Little to No Side Effects

Another benefit in HBOT relating to injury recovery, is the lack of side effects on the animal. In relation to other treatments HBOT tends to have very little problems, only a few have come up in the thousands of sessions that have been completed. They include, ear problems, barotrauma and visual disturbances. Pets can be watched closely after the treatment to determine if any illness appears. Some may benefit from follow-up treatments after therapy. The risk of side effects can be kept to a minimum through the proper administration of the treatment, such as accurate dosing and the duration of the treatment.

The lack of serious side effects can make the use of a hyperbaric animal chamber advantageous over other treatment options. Avoiding the use of surgery for a low-risk procedure can be incredibly beneficial to animals, particularly those that could be at a higher risk for complications during surgery.

__What to do__.
1. Which side effects of HBOT does the hyperbaric therapy passage list?
2. Carry on the hyperbaric therapy passage from its last sentence.
These items have no connection to the hyperbaric therapy passage.

Point-per-instance localization data:
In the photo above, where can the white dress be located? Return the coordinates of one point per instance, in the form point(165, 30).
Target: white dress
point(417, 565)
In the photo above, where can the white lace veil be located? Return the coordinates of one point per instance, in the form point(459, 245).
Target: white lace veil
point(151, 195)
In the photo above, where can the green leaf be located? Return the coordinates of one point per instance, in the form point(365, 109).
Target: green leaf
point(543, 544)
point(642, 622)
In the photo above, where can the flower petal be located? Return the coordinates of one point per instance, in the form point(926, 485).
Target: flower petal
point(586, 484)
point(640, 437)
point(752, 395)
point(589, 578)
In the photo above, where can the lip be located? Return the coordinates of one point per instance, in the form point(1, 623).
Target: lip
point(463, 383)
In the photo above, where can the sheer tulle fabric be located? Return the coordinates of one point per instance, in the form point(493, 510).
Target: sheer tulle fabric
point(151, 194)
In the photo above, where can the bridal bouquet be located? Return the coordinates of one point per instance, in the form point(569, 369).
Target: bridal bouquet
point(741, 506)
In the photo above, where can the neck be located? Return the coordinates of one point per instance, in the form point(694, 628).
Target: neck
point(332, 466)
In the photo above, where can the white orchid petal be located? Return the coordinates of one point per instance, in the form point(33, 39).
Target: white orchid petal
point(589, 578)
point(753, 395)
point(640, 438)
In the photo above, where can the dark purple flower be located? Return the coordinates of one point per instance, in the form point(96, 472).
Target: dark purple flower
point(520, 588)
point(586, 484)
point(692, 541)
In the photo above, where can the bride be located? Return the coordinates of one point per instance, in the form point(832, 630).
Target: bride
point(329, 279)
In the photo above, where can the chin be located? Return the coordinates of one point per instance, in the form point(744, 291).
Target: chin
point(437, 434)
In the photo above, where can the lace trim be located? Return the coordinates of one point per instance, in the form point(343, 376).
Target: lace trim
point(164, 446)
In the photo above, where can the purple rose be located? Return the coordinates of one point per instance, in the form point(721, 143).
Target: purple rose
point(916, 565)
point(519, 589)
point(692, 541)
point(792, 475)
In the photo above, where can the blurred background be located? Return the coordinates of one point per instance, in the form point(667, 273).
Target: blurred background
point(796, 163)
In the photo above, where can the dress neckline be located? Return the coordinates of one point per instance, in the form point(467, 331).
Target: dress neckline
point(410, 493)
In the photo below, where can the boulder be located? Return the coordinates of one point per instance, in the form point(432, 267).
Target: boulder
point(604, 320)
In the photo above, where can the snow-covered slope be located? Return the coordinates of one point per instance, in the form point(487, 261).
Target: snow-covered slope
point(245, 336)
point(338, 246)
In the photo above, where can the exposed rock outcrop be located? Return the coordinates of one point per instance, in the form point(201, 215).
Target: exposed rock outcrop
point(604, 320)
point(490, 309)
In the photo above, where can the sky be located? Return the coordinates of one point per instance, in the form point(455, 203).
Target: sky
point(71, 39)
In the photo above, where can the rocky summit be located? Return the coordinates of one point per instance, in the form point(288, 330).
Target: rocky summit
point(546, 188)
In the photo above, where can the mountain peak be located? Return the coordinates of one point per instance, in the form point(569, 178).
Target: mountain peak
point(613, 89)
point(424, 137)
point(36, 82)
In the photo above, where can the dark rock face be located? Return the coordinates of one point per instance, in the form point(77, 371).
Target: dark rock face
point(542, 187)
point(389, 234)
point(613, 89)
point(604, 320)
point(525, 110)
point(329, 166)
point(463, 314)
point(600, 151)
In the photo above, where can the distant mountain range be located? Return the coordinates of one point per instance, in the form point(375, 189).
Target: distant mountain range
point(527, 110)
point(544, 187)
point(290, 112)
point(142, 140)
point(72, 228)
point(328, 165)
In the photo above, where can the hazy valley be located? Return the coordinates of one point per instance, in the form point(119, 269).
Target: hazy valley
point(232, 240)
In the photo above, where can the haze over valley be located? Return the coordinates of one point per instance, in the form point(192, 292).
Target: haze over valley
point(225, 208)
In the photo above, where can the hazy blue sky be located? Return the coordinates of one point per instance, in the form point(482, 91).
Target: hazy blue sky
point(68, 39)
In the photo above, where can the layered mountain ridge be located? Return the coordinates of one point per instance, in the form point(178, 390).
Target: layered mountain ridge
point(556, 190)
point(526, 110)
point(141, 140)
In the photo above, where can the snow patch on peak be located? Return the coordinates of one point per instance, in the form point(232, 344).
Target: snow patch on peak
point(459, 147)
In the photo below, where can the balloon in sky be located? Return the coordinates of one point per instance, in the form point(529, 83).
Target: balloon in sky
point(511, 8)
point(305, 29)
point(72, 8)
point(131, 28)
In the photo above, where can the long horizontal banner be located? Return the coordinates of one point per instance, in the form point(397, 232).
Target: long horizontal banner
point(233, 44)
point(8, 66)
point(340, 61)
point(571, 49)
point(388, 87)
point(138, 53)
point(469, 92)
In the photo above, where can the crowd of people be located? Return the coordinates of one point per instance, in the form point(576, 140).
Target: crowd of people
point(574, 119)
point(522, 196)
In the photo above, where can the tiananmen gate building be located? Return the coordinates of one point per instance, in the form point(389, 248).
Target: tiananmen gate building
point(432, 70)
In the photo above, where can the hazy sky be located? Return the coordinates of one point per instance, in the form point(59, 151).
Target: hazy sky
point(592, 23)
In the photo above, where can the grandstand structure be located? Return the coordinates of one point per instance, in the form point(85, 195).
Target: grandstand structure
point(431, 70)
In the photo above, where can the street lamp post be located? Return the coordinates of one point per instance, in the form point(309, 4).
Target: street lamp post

__Results for the exercise__.
1. Ear problems, barotrauma and visual disturbances.

2.
Suitable for Pets of All Sizes

Hyperbaric oxygen therapy can be used to treat pets of various sizes. Everything from Horses, goats, cats and dogs have been treated using hyperbarics. .

The treatment, however, is most often used on cats and dogs, but can also be used in small animal medicine. The range of pet oxygen chambers for sale enables veterinarians to consider options that are suitable for a wide range of animals. Larger hyperbaric chambers can provide enough space for dogs and other large companion animals, and could even be useful for other less traditional pets. Some chambers can treat multiple patients at once to allow for the treatment of more than one animal at the same time. If you are seeking a veterinary hyperbaric chamber for sale, call Sechrist Veterinary Health at (888) 748-3801.

Offers Short and Long-term Treatment Possibilities

Veterinary hyperbaric oxygen therapy can help pets in just one or two sessions or across a number of sessions. Repeat treatment can provide the best benefits for many illnesses and injuries. Our case studies include treatment for a rattlesnake bite in a dog that required five sessions, one hour of treatment for four days in combination with standard supporting therapy for canine pancreatitis, and seven sessions of hyperbaric oxygen therapy to treat a sciatic nerve lesion.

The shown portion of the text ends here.